Assignment: After reading the entries below, copy word for word the lines from the first through the line containing "of the residential", and stop there.
'''
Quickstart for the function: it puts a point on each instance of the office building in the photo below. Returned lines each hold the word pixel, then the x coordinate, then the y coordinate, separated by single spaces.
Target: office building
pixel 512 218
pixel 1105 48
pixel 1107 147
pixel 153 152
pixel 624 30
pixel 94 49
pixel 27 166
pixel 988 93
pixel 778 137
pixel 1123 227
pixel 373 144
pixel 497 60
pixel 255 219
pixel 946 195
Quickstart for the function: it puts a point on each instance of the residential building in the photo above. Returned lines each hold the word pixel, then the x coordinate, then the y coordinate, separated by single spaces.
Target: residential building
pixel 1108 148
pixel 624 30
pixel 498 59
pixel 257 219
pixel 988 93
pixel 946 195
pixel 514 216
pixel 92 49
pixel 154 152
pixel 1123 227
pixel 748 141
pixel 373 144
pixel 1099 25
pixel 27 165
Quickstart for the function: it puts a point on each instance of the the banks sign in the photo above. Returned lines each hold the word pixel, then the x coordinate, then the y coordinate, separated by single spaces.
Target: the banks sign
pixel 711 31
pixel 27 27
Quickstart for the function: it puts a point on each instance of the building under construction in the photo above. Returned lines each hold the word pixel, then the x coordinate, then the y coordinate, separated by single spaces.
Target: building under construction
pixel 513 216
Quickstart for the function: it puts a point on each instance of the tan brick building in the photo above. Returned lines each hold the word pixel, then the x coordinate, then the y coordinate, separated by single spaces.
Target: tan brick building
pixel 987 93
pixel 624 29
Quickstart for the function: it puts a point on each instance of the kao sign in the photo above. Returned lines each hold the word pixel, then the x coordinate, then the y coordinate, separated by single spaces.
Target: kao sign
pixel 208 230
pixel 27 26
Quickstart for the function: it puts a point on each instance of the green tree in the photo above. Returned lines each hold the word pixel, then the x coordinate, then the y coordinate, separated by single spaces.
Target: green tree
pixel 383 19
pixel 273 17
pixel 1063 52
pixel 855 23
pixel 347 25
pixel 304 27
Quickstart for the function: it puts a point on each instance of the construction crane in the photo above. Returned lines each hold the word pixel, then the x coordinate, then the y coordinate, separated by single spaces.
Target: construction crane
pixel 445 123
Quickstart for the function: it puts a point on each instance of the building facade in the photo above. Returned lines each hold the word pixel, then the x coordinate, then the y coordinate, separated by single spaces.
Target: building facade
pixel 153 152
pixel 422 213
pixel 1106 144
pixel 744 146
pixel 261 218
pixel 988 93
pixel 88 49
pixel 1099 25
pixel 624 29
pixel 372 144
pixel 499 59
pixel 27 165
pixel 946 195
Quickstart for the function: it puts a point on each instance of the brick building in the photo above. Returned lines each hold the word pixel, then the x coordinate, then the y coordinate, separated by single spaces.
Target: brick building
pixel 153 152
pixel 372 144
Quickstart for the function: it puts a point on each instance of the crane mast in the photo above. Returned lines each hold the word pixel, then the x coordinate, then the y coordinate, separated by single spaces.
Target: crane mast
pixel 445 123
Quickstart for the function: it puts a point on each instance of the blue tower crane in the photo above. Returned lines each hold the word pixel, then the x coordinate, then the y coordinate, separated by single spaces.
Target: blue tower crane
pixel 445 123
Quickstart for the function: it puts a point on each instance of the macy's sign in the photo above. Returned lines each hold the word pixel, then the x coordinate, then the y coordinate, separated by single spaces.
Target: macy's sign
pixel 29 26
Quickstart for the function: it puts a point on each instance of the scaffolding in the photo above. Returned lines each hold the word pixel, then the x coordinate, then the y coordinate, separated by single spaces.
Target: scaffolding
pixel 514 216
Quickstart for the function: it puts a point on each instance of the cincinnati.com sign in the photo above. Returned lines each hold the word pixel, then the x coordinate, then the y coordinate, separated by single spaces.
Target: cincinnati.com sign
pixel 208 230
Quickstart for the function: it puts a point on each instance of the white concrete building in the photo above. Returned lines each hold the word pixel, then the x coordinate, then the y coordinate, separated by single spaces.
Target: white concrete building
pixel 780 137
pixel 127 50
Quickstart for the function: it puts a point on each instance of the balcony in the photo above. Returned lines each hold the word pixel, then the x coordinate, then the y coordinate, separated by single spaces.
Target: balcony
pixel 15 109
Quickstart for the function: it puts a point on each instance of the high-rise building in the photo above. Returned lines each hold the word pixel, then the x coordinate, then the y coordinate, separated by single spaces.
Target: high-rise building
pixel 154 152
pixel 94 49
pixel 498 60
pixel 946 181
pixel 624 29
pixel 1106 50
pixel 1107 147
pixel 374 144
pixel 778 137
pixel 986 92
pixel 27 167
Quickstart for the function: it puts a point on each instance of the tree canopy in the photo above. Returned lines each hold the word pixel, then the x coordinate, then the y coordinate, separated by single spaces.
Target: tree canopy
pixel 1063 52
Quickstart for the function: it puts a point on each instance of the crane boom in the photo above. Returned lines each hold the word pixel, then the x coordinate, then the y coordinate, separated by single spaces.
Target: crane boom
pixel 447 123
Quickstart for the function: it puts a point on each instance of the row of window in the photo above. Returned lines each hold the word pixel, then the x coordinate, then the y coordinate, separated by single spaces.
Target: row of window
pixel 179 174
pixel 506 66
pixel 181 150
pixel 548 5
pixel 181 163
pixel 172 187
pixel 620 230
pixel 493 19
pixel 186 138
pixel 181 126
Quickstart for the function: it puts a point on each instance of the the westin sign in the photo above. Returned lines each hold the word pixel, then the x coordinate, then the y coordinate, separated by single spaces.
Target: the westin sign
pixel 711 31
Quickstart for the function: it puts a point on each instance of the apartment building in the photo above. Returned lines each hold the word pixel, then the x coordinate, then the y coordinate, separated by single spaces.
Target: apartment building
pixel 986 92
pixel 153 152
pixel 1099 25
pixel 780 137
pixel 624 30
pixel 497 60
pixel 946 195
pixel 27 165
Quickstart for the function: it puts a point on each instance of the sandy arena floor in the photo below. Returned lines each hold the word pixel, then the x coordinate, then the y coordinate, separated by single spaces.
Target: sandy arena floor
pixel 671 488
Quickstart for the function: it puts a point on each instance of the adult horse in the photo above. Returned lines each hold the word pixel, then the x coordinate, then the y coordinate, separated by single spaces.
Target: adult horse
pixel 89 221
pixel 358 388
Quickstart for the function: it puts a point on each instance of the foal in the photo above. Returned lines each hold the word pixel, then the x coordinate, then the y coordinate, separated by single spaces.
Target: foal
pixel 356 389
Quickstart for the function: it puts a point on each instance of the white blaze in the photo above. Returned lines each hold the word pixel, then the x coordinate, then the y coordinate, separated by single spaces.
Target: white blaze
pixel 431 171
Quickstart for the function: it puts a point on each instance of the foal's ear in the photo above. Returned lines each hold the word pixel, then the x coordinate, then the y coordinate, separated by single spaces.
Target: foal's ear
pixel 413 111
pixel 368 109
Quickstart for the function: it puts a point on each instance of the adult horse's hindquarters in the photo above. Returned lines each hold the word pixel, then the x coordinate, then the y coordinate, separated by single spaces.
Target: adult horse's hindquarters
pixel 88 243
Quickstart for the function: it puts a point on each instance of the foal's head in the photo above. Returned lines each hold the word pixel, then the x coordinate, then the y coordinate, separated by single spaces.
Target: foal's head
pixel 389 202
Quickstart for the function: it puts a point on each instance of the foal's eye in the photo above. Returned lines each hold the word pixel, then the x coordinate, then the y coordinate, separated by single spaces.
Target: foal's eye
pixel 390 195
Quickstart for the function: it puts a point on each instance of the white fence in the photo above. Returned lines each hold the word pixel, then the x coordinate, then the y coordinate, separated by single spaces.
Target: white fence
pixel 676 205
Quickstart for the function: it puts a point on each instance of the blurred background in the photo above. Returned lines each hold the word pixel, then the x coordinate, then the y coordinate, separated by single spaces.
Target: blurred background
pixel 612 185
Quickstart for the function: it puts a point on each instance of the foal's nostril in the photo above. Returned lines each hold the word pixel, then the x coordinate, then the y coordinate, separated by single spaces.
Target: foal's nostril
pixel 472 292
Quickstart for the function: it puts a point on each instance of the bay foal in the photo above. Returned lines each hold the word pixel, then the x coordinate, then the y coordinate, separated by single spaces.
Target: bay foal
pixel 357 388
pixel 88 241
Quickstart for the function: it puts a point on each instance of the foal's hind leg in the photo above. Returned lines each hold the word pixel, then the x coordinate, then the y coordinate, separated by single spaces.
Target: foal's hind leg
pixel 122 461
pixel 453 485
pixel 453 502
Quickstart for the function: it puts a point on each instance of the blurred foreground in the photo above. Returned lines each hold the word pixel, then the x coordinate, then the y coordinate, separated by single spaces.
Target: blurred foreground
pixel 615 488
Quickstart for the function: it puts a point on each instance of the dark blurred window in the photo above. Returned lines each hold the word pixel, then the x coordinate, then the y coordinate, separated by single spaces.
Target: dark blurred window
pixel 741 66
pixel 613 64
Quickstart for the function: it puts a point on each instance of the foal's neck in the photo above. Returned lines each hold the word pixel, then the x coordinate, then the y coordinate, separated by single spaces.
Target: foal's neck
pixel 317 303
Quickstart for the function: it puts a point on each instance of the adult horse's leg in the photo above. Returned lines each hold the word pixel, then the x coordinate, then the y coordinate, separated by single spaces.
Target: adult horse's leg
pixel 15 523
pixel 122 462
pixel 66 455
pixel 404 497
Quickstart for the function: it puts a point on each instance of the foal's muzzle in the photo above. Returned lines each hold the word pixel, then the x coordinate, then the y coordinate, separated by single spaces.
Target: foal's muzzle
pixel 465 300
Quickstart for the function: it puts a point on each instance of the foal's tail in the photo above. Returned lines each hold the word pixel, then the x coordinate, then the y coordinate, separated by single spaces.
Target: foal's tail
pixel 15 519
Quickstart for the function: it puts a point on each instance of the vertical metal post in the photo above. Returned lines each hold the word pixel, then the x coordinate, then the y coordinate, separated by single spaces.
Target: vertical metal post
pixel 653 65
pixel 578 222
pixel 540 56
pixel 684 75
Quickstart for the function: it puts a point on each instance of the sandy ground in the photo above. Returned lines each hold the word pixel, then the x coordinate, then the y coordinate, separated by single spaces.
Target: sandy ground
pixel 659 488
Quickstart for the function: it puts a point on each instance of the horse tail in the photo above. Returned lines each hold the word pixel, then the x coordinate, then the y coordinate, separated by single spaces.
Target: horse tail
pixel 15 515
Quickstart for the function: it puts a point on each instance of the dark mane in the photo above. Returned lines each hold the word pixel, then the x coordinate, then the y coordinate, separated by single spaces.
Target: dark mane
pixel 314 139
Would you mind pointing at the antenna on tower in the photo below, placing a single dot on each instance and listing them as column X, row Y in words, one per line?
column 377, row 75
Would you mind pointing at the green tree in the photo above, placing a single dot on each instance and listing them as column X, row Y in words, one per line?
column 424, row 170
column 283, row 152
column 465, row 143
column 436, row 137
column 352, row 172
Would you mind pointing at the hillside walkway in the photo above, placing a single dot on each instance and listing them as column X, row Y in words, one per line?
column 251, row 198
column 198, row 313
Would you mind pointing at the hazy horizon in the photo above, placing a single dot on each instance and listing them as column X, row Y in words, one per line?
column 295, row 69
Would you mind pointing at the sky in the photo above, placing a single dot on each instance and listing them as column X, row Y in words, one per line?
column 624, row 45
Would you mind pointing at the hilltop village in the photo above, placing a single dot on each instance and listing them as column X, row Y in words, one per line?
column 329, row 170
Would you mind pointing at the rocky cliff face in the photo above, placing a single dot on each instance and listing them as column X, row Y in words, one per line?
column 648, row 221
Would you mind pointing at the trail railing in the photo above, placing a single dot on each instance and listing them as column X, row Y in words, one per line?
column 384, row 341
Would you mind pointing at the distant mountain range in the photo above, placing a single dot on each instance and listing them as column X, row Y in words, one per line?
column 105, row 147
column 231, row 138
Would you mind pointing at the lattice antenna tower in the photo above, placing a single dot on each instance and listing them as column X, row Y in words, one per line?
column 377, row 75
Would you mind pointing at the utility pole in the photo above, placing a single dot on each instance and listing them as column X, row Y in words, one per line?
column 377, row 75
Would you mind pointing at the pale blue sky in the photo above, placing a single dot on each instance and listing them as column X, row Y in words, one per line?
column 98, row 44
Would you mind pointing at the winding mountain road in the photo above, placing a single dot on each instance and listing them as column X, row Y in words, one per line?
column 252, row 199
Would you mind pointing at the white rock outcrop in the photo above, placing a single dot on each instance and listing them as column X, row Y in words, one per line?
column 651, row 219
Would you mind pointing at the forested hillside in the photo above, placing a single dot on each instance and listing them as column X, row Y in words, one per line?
'''
Response area:
Quickstart for the function: it puts a point on each instance of the office building in the photo below. Returned lines each hold the word pixel, then the x coordinate, then the y coordinate, separated by single spaces.
Target: office building
pixel 512 218
pixel 1105 48
pixel 1107 147
pixel 153 152
pixel 624 30
pixel 94 49
pixel 27 166
pixel 988 93
pixel 778 137
pixel 1123 227
pixel 373 144
pixel 497 60
pixel 255 219
pixel 946 195
Quickstart for the function: it puts a point on each instance of the residential building in the photo above. Returned lines each hold the word pixel, then the x coordinate, then the y coordinate, separated by single spaces.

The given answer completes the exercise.